Stored data entries
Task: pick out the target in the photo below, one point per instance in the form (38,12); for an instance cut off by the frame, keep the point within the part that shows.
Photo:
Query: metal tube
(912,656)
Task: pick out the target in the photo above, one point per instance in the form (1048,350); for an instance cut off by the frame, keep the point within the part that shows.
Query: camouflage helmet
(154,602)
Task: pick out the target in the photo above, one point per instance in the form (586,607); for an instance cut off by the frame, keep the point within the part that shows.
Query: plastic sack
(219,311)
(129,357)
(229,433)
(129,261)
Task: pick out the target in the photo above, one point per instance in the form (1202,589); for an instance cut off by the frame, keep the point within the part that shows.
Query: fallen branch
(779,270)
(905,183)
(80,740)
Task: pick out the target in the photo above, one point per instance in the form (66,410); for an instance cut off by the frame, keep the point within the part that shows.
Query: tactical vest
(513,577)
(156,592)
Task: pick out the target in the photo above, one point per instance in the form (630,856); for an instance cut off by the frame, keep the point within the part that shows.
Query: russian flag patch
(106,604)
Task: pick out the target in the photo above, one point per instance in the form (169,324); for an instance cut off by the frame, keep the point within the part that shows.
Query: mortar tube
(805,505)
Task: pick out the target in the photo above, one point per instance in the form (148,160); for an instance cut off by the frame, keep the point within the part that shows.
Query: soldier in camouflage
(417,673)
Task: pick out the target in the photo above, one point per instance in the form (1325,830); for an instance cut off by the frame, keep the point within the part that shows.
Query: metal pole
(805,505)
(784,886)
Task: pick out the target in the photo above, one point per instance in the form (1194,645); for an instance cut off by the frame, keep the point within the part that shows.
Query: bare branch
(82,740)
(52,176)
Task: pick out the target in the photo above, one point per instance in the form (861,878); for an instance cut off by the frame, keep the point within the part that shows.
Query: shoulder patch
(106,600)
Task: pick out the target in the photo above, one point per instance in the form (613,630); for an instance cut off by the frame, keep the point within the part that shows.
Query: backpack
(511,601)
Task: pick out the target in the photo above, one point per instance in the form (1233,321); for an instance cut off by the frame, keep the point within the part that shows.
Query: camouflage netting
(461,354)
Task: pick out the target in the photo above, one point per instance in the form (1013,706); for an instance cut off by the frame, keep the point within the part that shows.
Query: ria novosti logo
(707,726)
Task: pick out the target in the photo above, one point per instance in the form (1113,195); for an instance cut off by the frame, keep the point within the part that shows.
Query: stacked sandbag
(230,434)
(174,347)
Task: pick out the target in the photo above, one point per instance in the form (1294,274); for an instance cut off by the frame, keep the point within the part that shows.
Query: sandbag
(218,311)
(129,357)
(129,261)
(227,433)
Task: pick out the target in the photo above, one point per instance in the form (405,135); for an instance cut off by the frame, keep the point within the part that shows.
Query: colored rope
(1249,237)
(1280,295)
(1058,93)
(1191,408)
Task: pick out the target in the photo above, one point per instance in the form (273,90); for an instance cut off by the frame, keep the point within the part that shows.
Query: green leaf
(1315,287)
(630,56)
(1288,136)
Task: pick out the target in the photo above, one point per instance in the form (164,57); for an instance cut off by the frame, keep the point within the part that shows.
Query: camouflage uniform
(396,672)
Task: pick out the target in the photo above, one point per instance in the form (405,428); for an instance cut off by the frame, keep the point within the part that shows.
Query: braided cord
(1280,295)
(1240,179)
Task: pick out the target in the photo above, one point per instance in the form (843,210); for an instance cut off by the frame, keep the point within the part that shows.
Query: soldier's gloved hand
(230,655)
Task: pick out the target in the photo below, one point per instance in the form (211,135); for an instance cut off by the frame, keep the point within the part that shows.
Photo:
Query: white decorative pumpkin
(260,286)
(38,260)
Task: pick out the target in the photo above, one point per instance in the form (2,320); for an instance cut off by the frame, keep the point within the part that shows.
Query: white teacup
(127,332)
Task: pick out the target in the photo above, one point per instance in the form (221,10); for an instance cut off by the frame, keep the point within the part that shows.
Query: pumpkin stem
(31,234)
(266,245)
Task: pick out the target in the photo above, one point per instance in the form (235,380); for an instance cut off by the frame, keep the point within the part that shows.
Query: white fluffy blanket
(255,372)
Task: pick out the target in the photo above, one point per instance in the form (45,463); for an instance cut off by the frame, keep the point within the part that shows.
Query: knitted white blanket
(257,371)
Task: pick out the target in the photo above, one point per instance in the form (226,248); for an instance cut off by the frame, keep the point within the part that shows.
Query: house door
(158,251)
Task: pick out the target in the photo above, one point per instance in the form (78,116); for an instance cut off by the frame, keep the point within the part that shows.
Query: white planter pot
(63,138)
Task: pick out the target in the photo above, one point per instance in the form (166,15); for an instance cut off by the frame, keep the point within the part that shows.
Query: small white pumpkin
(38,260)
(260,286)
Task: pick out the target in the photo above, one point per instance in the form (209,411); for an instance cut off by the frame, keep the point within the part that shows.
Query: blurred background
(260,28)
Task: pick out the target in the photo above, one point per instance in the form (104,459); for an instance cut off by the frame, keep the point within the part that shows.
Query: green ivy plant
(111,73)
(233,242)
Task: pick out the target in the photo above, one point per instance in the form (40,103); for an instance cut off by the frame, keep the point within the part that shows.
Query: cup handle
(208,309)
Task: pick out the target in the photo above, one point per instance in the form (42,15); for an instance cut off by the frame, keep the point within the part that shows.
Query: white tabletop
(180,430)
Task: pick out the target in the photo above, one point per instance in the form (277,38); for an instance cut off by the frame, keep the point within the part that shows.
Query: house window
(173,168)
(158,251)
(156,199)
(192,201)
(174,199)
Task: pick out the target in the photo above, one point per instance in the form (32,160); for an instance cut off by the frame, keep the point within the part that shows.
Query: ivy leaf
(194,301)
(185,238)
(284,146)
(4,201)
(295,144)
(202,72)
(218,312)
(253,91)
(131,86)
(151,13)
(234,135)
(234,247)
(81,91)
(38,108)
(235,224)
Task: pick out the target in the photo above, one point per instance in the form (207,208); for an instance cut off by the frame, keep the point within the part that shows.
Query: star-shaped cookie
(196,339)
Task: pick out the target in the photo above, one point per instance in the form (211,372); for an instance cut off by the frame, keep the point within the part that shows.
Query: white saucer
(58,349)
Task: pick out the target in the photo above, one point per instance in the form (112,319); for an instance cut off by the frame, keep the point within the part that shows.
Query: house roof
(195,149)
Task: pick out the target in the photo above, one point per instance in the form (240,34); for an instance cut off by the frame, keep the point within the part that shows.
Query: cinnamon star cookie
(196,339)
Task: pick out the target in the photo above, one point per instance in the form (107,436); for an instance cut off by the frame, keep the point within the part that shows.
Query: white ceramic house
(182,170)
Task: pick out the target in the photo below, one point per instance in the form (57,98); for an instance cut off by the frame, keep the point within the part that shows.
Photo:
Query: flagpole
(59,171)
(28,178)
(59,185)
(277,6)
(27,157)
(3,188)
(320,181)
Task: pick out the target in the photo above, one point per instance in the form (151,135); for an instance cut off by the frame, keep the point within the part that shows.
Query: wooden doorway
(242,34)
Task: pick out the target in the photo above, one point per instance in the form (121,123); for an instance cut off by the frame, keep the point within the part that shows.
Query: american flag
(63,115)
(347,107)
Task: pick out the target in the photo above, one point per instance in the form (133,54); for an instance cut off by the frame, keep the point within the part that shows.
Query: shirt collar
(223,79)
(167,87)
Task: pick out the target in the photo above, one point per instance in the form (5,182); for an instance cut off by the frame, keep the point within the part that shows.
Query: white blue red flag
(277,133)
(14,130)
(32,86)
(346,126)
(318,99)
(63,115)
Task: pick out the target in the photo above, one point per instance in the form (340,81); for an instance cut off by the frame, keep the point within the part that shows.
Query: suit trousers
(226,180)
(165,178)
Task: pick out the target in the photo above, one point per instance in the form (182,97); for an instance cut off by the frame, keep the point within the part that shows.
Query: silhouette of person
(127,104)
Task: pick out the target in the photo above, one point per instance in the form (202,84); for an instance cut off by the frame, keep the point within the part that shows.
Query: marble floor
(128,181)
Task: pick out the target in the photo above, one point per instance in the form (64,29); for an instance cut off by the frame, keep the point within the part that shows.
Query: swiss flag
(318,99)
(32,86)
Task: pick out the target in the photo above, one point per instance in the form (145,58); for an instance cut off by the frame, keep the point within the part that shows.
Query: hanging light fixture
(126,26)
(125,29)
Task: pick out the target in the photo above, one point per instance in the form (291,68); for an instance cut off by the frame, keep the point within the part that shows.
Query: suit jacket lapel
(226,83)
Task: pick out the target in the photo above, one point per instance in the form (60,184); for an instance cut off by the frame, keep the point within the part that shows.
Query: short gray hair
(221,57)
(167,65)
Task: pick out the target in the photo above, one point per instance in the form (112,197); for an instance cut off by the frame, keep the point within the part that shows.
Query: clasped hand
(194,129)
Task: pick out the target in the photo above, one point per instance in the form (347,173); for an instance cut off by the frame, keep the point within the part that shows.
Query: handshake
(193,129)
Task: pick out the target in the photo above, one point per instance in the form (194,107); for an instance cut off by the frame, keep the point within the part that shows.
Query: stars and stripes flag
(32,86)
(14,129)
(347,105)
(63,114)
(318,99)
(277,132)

What you have to do = Your task is to list each line of the records with the word "below".

Solution =
Task: pick out the target in the photo below, one point per instance in the form (38,12); for an instance cut off by the frame, keep the point within the part that shows.
Task: pick out the target in the photo below, one point per instance in the form (211,135); for an instance cut off by the frame, keep the point within the part that shows.
Task: pick out the target in the photo below, one point per instance in the form (57,98); for an instance cut off by the frame, keep the point within the part that shows.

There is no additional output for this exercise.